Task requirements -> All entries below are to be returned in full, exactly as they stand.

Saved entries
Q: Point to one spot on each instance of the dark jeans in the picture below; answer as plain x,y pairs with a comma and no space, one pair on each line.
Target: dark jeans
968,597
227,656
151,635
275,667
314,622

Solution for this problem ->
Q: Point to one spot on each instance of the dark jeans in the picture below; answer as plain x,y pairs with a comma and no space, one pair on each line.
Target: dark jeans
968,597
227,656
151,635
275,667
314,622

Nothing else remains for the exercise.